= INPUT DATA =
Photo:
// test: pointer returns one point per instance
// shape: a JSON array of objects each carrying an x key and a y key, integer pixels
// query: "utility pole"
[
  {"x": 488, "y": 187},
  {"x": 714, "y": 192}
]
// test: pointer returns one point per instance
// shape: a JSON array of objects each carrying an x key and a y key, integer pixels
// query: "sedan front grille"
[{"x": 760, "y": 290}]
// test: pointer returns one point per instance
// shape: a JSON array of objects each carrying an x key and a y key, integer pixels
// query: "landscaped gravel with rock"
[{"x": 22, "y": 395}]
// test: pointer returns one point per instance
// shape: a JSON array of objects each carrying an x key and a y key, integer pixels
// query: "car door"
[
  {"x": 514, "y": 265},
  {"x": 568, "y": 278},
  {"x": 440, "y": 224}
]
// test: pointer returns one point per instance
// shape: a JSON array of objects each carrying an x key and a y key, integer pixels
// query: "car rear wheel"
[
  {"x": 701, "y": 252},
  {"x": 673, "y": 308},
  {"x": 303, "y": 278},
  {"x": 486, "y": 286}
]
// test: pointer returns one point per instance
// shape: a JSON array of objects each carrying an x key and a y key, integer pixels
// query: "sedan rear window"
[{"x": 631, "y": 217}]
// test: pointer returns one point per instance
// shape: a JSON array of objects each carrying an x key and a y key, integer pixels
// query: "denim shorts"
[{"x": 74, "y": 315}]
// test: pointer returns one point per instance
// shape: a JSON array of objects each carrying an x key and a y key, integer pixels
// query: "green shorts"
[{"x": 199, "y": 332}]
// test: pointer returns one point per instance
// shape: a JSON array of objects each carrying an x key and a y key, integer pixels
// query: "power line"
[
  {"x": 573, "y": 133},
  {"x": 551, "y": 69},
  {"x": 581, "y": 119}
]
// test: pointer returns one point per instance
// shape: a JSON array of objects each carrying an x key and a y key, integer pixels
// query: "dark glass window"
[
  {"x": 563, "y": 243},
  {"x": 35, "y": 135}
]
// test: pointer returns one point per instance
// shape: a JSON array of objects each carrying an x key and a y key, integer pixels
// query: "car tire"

= REQUIRED WORK =
Copy out the material above in its entirety, exactly.

= REPLY =
Photo:
// test: pointer returns one point per instance
// shape: a JSON array of objects each carrying an x key and a y key, integer pixels
// query: "utility pole"
[
  {"x": 488, "y": 187},
  {"x": 714, "y": 192}
]
// test: pointer returns one point per instance
// shape: a JSON array of objects each carrying an x key and a y key, integer pixels
// query: "sedan front grille"
[{"x": 760, "y": 290}]
// test: pointer returns one point per instance
// shape: a JSON array of objects each carrying an x key and a y key, integer pixels
// query: "landscaped gravel with rock"
[{"x": 22, "y": 395}]
// test: pointer returns one point per instance
// shape: a JSON array of objects each carrying an x key and a y key, integer pixels
// query: "car door"
[
  {"x": 514, "y": 265},
  {"x": 568, "y": 278},
  {"x": 440, "y": 224}
]
// test: pointer returns one point per instance
// shape: a JSON array of objects each carrying an x key and a y key, integer pixels
// query: "car rear wheel"
[
  {"x": 701, "y": 252},
  {"x": 673, "y": 308},
  {"x": 303, "y": 278},
  {"x": 486, "y": 286}
]
// test: pointer returns one point per instance
// shape: a JSON array of objects each carrying an x key and a y key, integer pixels
// query: "sedan rear window"
[{"x": 631, "y": 217}]
// test: pointer returns one point per instance
// shape: a JSON array of objects each carrying an x key and a y key, integer pixels
// query: "denim shorts"
[{"x": 74, "y": 315}]
// test: pointer returns one point per instance
// shape: a JSON array of objects each carrying an x key and a y key, integer pixels
// query: "green shorts"
[{"x": 199, "y": 332}]
// test: pointer returns one point per instance
// shape: a JSON array of objects each carrying an x key and a y key, integer pixels
// query: "power line"
[
  {"x": 573, "y": 133},
  {"x": 551, "y": 69},
  {"x": 581, "y": 119}
]
// test: pointer returns one point per instance
// shape: a JSON array of objects each carrying an x key and a y key, integer pixels
// query: "dark glass window"
[
  {"x": 563, "y": 243},
  {"x": 35, "y": 135}
]
// test: pointer returns one point per instance
// shape: a JSON array of objects each carrying an x key and a y key, integer pixels
// query: "car tire"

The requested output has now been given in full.